» TASK OBJECTIVE
Reproduce the entire account of John Conway, the Celtic footballer and RAF air bomber, word for word.

» DOCUMENT PASSAGE
[Start of section]

John Conway RAFVR - 576 Squadron – 1944

D Day Evader

576 Squadron Conway

John Conway

Pre war

John Conway was the eldest of 10 children from a Catholic mining family from Fife, Scotland. His father, also John, was an intelligent man who, like so many of his generation, lacked opportunity and went to work down the pit aged 14. He resolved that, if at all possible, his sons would have a better life. John was academically very successful at school, and he gained a bursary to Edinburgh University completing 3 years of a 4 year degree course studying English and Modern Languages before the war interrupted his studies.

He was also a talented footballer and was scouted by Glasgow Celtic and  signed for them in 1938, aged just 17. He was at first loaned to Alloa Athletic F.C. but joined the Celtic squad in 1940.  He played inside right, and after his debut season in 1940-41 it was said of him

Celtic have struck oil… Conway is undoubtedly one of the most thrustful inside men thrown up since the start of the War”.

Conway Celtic

John Conway playing for Glasgow Celtic early war

WW2

His training as an air bomber took him to Canada, and on his return to the UK he agreed to join an all-Scots crew being assembled by a New Zealand pilot of Scottish descent. However, shortly after, John contracted scabies, spent a few days in the medical unit and his CO held him back to complete the training he had missed as a result. This meant that his crew had to replace him. Later in the war this crew would be shot down with no survivors.

He then joined Squadron 576 at RAF Elsham Wolds, Lincolnshire, and became one of the crew of Lancaster ME811 captained by Canadian pilot Gordon Bain. On D-Day, the Bain crew was part of the operation to bomb the railway infrastructure of Vire in Normandy to hinder the German advance by destroying transport links. The Lancaster somehow got ahead of schedule and arrived slightly early. On nearing Vire it was shot down a German night fighter which successfully targeted the port wing where the fuel tanks were housed. They managed to release their bombs on target before abandoning the aircraft. Six of the seven crew parachuted out but tragically the rear gunner went down with the plane.

John landed in a field of cows and badly sprained his ankle, exacerbated by the loss of his flying boot during his descent. The cows’ loud mooing alerted the Germans so he hastily buried his parachute and harness and set off, hobbling, as fast as possible. He could hear German voices at a nearby farm.

[End of section]

[Saved data entries]
[Start of section]

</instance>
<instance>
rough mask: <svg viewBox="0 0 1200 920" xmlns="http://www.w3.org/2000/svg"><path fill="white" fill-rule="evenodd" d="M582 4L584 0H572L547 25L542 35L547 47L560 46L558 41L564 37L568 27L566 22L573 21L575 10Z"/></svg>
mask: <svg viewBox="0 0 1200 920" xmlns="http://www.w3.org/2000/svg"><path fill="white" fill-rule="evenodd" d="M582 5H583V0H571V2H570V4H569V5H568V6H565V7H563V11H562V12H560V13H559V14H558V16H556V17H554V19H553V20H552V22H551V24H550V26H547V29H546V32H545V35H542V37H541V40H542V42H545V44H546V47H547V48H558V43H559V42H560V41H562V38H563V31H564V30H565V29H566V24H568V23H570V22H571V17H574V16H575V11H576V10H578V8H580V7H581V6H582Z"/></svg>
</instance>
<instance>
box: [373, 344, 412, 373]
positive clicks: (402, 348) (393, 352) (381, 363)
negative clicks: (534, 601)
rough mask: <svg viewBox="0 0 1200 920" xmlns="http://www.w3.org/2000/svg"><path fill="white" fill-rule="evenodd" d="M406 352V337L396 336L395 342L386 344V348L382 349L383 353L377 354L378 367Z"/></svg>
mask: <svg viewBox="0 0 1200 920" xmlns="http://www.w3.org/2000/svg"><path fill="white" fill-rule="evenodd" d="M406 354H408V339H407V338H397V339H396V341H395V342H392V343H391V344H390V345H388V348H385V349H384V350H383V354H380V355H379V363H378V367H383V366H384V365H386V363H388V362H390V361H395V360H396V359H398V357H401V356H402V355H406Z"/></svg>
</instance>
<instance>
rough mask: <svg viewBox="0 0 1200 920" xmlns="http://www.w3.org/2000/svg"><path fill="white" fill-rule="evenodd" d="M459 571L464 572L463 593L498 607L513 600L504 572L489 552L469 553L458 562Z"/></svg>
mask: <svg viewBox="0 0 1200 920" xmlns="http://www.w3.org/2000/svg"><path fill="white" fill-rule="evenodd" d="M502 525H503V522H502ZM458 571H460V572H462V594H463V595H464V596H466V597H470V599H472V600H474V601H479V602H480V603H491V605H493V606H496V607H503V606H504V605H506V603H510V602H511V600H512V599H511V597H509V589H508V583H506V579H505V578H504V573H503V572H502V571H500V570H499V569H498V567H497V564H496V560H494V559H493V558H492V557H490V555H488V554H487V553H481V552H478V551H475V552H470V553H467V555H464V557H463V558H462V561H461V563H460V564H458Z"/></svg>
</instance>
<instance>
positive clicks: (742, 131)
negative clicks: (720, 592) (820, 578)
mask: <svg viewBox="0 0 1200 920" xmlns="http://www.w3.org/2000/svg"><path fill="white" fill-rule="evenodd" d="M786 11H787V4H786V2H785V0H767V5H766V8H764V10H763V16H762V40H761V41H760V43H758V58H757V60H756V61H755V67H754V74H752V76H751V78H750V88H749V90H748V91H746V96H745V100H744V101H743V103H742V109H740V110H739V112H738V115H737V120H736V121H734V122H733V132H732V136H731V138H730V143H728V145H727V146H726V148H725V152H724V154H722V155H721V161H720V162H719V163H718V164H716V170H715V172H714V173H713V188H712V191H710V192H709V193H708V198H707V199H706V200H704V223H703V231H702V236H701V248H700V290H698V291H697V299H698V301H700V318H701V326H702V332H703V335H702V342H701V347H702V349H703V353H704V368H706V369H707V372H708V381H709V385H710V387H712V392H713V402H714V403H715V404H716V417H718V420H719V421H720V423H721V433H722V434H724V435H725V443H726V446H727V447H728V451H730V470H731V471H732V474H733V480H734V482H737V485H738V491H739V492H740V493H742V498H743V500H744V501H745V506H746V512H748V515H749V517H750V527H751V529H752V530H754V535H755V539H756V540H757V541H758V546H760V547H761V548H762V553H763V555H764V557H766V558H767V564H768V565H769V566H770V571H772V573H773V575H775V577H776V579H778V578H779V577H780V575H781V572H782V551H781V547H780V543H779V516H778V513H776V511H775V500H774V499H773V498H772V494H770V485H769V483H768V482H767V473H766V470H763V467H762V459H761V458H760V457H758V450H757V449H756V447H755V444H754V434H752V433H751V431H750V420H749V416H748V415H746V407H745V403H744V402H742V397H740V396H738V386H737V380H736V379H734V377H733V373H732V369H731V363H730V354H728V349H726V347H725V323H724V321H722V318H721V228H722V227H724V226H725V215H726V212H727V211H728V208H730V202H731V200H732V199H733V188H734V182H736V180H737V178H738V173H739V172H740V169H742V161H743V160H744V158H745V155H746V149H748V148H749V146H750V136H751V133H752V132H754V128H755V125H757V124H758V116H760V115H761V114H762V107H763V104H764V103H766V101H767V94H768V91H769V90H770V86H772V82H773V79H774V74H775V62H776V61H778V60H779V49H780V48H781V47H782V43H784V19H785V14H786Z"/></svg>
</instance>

[End of section]

» PROBLEM SOLUTION
John Conway RAFVR - 576 Squadron – 1944

D Day Evader

576 Squadron Conway

John Conway

Pre war

John Conway was the eldest of 10 children from a Catholic mining family from Fife, Scotland. His father, also John, was an intelligent man who, like so many of his generation, lacked opportunity and went to work down the pit aged 14. He resolved that, if at all possible, his sons would have a better life. John was academically very successful at school, and he gained a bursary to Edinburgh University completing 3 years of a 4 year degree course studying English and Modern Languages before the war interrupted his studies.

He was also a talented footballer and was scouted by Glasgow Celtic and  signed for them in 1938, aged just 17. He was at first loaned to Alloa Athletic F.C. but joined the Celtic squad in 1940.  He played inside right, and after his debut season in 1940-41 it was said of him

Celtic have struck oil… Conway is undoubtedly one of the most thrustful inside men thrown up since the start of the War”.

Conway Celtic

John Conway playing for Glasgow Celtic early war

WW2

His training as an air bomber took him to Canada, and on his return to the UK he agreed to join an all-Scots crew being assembled by a New Zealand pilot of Scottish descent. However, shortly after, John contracted scabies, spent a few days in the medical unit and his CO held him back to complete the training he had missed as a result. This meant that his crew had to replace him. Later in the war this crew would be shot down with no survivors.

He then joined Squadron 576 at RAF Elsham Wolds, Lincolnshire, and became one of the crew of Lancaster ME811 captained by Canadian pilot Gordon Bain. On D-Day, the Bain crew was part of the operation to bomb the railway infrastructure of Vire in Normandy to hinder the German advance by destroying transport links. The Lancaster somehow got ahead of schedule and arrived slightly early. On nearing Vire it was shot down a German night fighter which successfully targeted the port wing where the fuel tanks were housed. They managed to release their bombs on target before abandoning the aircraft. Six of the seven crew parachuted out but tragically the rear gunner went down with the plane.

John landed in a field of cows and badly sprained his ankle, exacerbated by the loss of his flying boot during his descent. The cows’ loud mooing alerted the Germans so he hastily buried his parachute and harness and set off, hobbling, as fast as possible. He could hear German voices at a nearby farm.